▶ [CONSIGNE 1]:
Répondez aux questions suivantes à partir du texte sur l'administration des médicaments :
(a) Selon le point 8.5, que faut-il faire si un médicament préparé par un tiers n'est pas bien identifié ?
(b) Quel exemple de situation d'urgence est cité dans l'information complémentaire ?
(c) Quel exemple de technologie le point 8.7 mentionne-t-il ?
▶ [CONSIGNE 2]: Reproduisez à l'identique le passage du texte sur l'administration des médicaments qui va de « Information complémentaire » à « préparateur et administrateur). ».

8.5 Administrer le médicament préparé par l’infirmière ou l’infirmier même. Sinon, lorsque la préparation nécessite d’être réalisée par un tiers (ex. : sac de soluté préparé par une compagnie, antibiotique intraveineux préparé par une technicienne en pharmacie), s’assurer qu’il est bien identifié avant de l’administrer. Dans le cas contraire, veiller à obtenir ou à préparer une nouvelle dose.
Information complémentaire
Dans des situations d’urgence ou exceptionnelles (ex. : réanimation cardiorespiratoire), l’infirmière ou l’infirmier peut administrer un médicament préparé par une autre personne. Dans ces situations, les deux intervenants doivent documenter leurs actions respectives (ex.: préparateur et administrateur).
8.6 Préparer et administrer le médicament en conformité avec les méthodes de soins à jour et les pratiques reconnues. Intégrer dans sa pratique les principes, standards et recommandations en prévention et contrôle des infections.
8.7 Utiliser de façon conforme le matériel approprié (ex. : filtre, pompes, stylo injecteur, inhalateurs) et les technologies lorsqu’elles sont disponibles (ex. : système de distribution automatisé).

▶ [LISTE DES DONNÉES]:
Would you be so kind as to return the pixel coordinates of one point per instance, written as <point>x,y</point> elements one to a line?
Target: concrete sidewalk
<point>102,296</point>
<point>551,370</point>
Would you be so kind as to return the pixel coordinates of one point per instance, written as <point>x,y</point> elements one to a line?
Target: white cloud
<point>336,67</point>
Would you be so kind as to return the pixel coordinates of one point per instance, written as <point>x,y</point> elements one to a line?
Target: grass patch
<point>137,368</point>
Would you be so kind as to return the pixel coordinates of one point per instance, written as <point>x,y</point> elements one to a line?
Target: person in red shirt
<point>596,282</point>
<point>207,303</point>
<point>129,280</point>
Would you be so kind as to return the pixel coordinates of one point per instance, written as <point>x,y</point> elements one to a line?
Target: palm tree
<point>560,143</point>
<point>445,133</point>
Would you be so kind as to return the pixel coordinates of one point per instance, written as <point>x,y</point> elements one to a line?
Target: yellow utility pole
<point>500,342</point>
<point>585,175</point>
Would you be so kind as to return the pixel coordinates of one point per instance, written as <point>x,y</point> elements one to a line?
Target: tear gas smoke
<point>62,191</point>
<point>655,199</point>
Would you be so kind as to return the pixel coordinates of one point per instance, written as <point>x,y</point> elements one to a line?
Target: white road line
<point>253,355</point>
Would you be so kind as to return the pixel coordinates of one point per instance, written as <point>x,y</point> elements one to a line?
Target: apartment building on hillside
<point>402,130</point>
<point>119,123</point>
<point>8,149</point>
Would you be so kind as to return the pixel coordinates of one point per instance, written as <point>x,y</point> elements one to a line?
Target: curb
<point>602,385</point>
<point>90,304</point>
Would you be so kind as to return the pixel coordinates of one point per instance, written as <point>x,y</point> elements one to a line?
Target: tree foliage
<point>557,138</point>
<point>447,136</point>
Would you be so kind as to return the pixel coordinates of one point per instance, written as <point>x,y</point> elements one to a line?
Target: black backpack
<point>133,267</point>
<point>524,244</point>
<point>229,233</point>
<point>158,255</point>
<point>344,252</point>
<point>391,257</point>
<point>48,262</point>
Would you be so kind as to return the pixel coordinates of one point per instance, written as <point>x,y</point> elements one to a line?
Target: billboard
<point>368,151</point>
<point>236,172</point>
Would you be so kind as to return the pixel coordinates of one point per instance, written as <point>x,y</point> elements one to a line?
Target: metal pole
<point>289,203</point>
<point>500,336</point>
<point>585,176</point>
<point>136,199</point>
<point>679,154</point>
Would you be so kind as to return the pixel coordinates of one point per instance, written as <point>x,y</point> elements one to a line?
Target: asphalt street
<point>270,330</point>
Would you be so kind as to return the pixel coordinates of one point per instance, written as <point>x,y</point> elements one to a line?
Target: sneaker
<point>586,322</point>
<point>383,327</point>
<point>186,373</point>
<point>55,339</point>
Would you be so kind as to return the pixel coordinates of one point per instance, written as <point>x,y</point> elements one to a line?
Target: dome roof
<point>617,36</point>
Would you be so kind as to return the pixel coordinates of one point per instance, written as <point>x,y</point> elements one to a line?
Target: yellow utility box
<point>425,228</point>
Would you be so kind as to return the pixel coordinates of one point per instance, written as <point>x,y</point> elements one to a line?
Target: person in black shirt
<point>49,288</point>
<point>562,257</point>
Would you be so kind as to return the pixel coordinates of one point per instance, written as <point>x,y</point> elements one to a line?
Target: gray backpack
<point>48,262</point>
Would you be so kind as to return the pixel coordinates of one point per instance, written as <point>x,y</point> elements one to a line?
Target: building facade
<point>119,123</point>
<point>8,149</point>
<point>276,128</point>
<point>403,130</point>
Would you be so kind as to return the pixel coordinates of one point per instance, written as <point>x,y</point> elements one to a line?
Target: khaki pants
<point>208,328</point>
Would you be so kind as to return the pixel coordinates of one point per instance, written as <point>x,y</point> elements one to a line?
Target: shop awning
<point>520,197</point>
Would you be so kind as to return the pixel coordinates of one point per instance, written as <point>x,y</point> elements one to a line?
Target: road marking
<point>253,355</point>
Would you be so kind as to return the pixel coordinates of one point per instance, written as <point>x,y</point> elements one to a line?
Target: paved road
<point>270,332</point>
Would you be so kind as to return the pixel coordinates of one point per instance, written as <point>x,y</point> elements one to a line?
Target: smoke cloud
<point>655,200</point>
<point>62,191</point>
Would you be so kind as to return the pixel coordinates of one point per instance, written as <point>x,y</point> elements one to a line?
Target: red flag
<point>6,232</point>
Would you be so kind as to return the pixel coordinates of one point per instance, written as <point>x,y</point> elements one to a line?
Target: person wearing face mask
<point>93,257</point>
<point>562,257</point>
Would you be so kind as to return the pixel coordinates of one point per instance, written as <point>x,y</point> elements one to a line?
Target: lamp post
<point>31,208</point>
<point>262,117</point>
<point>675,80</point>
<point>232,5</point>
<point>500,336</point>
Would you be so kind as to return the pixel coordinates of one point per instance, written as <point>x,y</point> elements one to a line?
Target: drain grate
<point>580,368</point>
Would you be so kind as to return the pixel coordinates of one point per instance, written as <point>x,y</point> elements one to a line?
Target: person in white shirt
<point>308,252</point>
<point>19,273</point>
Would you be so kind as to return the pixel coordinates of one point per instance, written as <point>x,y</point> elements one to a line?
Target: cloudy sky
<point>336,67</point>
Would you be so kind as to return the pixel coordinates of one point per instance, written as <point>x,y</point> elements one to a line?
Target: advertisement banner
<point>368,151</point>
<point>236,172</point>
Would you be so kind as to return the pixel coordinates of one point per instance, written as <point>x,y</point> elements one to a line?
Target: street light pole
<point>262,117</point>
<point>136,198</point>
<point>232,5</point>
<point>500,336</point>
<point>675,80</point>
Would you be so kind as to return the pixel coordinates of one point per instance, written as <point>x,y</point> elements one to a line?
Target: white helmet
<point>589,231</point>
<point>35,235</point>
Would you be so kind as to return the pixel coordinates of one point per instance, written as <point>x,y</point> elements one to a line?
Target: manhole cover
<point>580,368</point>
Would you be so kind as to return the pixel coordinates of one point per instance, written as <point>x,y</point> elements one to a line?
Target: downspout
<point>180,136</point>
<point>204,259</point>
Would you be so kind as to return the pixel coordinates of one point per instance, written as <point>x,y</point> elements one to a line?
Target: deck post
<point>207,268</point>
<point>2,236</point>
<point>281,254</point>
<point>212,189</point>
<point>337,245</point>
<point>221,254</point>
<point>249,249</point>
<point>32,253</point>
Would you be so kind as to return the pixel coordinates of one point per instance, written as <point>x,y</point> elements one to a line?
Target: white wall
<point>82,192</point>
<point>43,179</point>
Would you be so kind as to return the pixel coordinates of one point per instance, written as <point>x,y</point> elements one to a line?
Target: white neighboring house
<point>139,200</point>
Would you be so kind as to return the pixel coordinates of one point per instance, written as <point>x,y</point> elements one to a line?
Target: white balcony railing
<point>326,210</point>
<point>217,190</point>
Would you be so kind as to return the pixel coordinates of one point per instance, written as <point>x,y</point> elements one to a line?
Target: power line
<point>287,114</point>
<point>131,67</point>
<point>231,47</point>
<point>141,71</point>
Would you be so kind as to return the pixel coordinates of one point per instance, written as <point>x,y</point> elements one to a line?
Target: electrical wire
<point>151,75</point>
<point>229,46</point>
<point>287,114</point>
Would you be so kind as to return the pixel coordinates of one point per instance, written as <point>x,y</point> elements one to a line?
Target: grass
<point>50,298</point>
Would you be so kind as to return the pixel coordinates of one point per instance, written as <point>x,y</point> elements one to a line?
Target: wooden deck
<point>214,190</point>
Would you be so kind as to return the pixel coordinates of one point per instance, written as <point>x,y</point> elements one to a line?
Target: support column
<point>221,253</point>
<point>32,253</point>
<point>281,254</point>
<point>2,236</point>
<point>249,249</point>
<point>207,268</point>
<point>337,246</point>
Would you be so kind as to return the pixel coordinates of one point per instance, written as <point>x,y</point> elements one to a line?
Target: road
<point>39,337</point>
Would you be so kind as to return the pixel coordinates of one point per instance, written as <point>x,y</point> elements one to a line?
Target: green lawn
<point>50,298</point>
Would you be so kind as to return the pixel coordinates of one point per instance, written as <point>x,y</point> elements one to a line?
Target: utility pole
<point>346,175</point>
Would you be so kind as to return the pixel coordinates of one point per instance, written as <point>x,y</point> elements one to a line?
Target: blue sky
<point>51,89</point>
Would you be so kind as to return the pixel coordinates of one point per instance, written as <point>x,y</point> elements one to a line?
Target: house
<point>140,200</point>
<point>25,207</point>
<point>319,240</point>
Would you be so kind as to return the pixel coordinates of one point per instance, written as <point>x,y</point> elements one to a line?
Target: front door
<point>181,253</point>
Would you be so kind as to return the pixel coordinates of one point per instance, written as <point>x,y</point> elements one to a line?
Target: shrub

▶ [CORRIGÉ 1]:
(a) Il faut veiller à obtenir ou à préparer une nouvelle dose.
(b) La réanimation cardiorespiratoire.
(c) Le système de distribution automatisé.

▶ [CORRIGÉ 2]:
Information complémentaire
Dans des situations d’urgence ou exceptionnelles (ex. : réanimation cardiorespiratoire), l’infirmière ou l’infirmier peut administrer un médicament préparé par une autre personne. Dans ces situations, les deux intervenants doivent documenter leurs actions respectives (ex.: préparateur et administrateur).